*Page text*:
►
Santiago de Cuba has a tropical savanna climate with no significant wet and dry periods through the year. Average highs are between 28 °C and 31 °C and average lows between 21 °C and 25 °C, with the highest temperatures between June and October, which is also slightly wetter.
Antonio Maceo Airport (SCU) serves Santiago de Cuba.
Domestic destinations include Havana, Holguin, Varadero, Caya Coco, Cayo Largo del Sur and Cienfuegos. International flights go to Montreal, Port-au-Prince, Santo Domingo, Toronto, Paris, Madrid and Ottawa.
There are scheduled charters to Miami as well.
Overnight train service along the main line from Havana via Matanzas, Santa Clara, and Camagüey runs 2 of every 3 days. The Tren Francés, running every 3 days with refurbished coaches from the old Paris-Amsterdam service, is Cuba's premier train, and the most reliable train in Cuba (which is not to say it is reliable). It theoretically departs Havana at 6:27 PM and arrives in Santiago the next day at 9:12 AM, stopping overnight in Santa Clara and Camagüey. The other train is a simple express with a few more stops and also runs every three days. One-way from Havana on the Tren Francés costs $73 CUC in first class (which is well worth it) and $50 CUC in second class (called especial), while especial on the other train costs $30 CUC. Note that unlike Víazul, students studying in Cuba pay in pesos. There are other services, such as a daytime train to Camagüey and Santa Clara on Thursdays and Sundays, returning on Mondays and Fridays. Local train service to Holguin has been suspended due to poor track conditions. As elsewhere in Cuba, check in advance before planning train travel–the schedules are always in flux. And expect to arrive late, maybe by more than 10 hours, even on the Tren Francés. Santiago's train station is on the relative outskirts of town, so you'll want a taxi or bici-taxi to your accommodations.
◄
Coordinate annotation rows
►
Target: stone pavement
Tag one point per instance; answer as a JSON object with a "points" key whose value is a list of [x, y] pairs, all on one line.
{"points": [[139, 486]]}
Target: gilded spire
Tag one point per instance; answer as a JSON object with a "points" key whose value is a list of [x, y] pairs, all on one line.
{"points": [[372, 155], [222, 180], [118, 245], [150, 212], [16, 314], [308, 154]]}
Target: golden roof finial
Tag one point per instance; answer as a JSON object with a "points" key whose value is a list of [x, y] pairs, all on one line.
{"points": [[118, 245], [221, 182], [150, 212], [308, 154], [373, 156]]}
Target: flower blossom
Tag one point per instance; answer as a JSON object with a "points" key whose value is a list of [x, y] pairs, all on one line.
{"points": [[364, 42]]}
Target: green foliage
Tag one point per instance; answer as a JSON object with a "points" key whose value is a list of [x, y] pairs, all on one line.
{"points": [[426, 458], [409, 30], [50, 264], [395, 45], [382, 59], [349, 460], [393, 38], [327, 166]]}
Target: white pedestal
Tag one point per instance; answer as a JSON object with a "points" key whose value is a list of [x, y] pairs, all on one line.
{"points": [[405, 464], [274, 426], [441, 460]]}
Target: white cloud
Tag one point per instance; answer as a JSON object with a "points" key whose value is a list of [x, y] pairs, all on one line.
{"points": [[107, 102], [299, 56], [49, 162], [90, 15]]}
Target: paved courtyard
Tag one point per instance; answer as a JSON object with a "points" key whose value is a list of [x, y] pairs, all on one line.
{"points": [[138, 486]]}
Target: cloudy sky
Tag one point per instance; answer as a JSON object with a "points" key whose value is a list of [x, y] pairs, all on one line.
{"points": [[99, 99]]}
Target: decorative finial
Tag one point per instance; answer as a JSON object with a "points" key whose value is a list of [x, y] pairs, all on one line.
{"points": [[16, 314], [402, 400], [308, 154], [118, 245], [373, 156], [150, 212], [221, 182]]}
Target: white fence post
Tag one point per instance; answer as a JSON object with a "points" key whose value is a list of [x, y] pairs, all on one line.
◄
*Tasks to carry out*:
a: In the Santiago de Cuba text, which airport serves the city?
b: Retype the Santiago de Cuba text from "Domestic destinations include" up to and including "Madrid and Ottawa.".

*Task results*:
a: Antonio Maceo Airport (SCU)

b:
Domestic destinations include Havana, Holguin, Varadero, Caya Coco, Cayo Largo del Sur and Cienfuegos. International flights go to Montreal, Port-au-Prince, Santo Domingo, Toronto, Paris, Madrid and Ottawa.